──────── EXTRACTED TEXT
Let $x_k$ be the solution of the recurrence equation $$x_{k+1} = \sum_{i=1}^m \theta_i x_{k+1-i} + r_{k+1}$$ where $(r_k)$ is a general sequence. I'm trying to find a explicit solution for $(x_k)$ of the form $$x_n = \sum_{k=1}^n b_{k,n} \cdot r_k$$
Let ${\bf y}_k= (x_k,x_{k-1},\dots,x_{k-m+1})^T$ where $k \geq m-1$.
Then $${\bf y}_{k+1} = A {\bf y}_k + {\bf z}_{k+1}$$ Where $A$ is a matrix consisting on $A_{1,{\bf :}} = (\theta_1, \dots, \theta_m) $ and $A_{i,{\bf :}} = Id_{(i-1),{\bf :}}$ for $i \geq 2$ ($Id$ is de identity matrix of size $m$). And $z_k = (r_k,0,\dots,0)^T$. Then is easy to show that $${\bf y}_n = \sum_{k=m}^n A^{n-k} {\bf z_k} + A^{n-(m-1)}{\bf y}_{m-1}$$ for $n \geq m$.
────────────────
──────── LISTED RECORDS
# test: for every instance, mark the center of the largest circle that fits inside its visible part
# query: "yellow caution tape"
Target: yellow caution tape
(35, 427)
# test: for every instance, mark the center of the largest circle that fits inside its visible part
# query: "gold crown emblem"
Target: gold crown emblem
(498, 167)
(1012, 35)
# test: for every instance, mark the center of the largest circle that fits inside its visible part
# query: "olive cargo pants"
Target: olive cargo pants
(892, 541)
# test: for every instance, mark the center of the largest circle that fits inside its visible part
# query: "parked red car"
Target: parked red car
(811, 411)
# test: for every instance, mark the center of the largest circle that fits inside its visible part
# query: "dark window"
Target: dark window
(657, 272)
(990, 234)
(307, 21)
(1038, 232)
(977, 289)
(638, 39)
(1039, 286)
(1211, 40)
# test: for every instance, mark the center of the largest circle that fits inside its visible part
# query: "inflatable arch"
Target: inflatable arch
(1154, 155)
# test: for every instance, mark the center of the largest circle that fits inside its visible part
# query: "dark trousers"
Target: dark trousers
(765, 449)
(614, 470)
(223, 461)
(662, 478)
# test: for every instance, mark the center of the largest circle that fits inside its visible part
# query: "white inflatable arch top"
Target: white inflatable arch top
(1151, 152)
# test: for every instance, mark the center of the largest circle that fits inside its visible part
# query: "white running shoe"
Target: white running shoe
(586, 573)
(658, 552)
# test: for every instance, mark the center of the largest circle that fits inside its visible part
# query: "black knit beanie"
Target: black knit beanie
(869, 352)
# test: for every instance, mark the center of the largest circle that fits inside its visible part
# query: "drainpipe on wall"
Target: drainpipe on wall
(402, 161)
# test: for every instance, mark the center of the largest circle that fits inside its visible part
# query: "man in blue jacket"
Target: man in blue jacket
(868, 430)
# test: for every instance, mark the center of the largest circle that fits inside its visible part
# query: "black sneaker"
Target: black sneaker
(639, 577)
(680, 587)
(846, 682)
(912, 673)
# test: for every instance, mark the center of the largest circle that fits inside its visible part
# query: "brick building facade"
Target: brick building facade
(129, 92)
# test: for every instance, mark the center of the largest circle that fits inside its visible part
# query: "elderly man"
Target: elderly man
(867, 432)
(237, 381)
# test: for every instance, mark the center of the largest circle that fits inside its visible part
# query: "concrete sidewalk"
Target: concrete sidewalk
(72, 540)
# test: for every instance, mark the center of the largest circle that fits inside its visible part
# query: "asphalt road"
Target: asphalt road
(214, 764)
────────────────
──────── LISTED RECORDS
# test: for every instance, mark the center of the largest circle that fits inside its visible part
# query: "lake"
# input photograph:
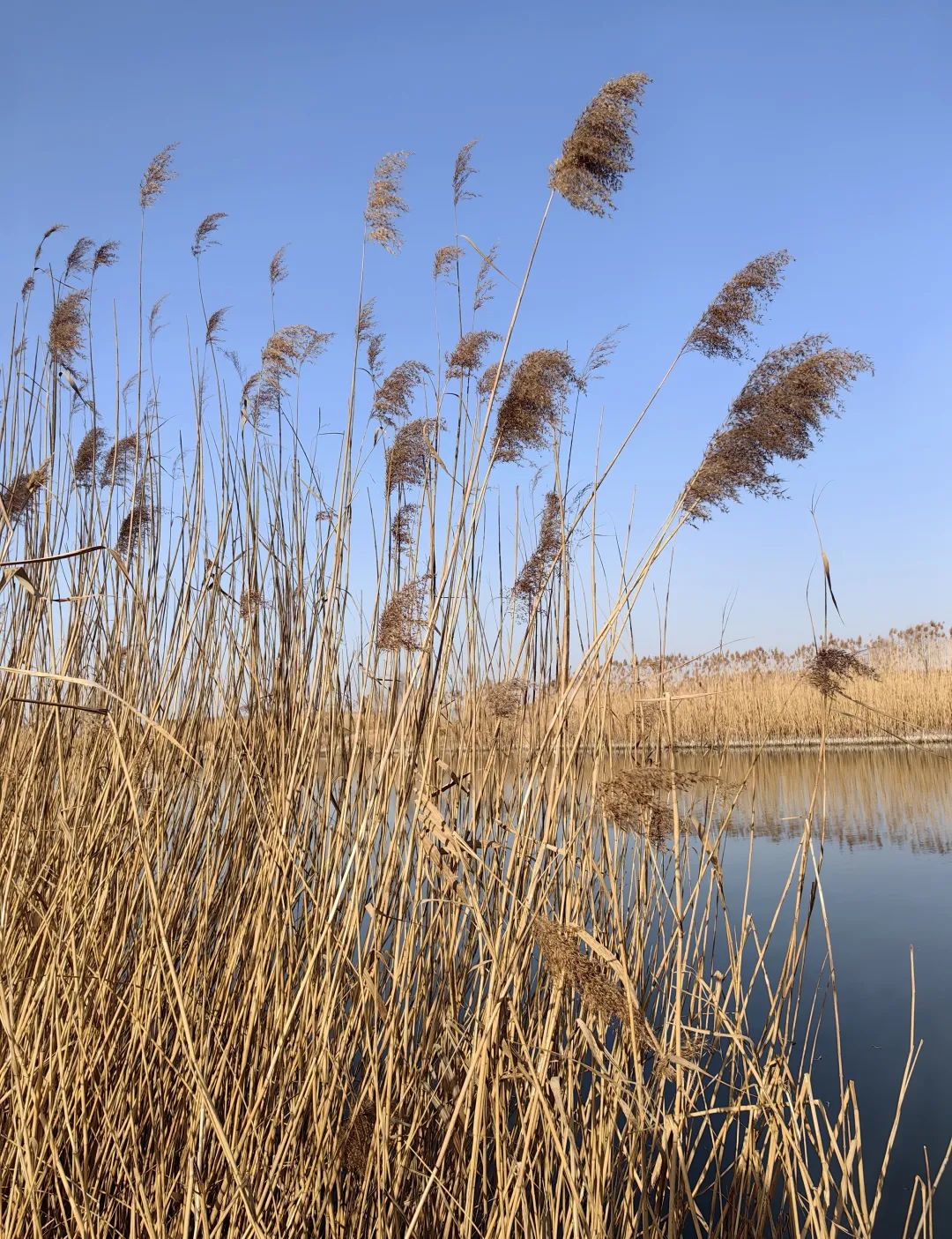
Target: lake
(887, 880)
────────────────
### JOB 1
Translate this sentence from the post on the linear recurrence into Spanish: "Let ${\bf y}_k= (x_k,x_{k-1},\dots,x_{k-m+1})^T$ where $k \geq m-1$."
### JOB 2
According to the post on the linear recurrence, for which values of $n$ does the stated formula for ${\bf y}_n$ hold?
### JOB 3
Resume the post on the linear recurrence after its final sentence.

### WRITTEN RESPONSE 1
Sea ${\bf y}_k= (x_k,x_{k-1},\dots,x_{k-m+1})^T$ donde $k \geq m-1$.

### WRITTEN RESPONSE 2
It holds for $n \geq m$.

### WRITTEN RESPONSE 3
then by the definition of ${\bf y}$ and ${\bf z}$ we get that $$x_n = \sum_{k=m}^n a^{(n-k)}_{1,1} r_k + (A^{n-(m-1)}{\bf y_{m-1}})_1$$ for $n \geq m$.
So I almost got the representation I wanted ($b_{k,n} = a_{1,1}^{(n-k)}$ for $k \geq m$) but I can't get $b_{k,n}$ for $k \leq m-1$.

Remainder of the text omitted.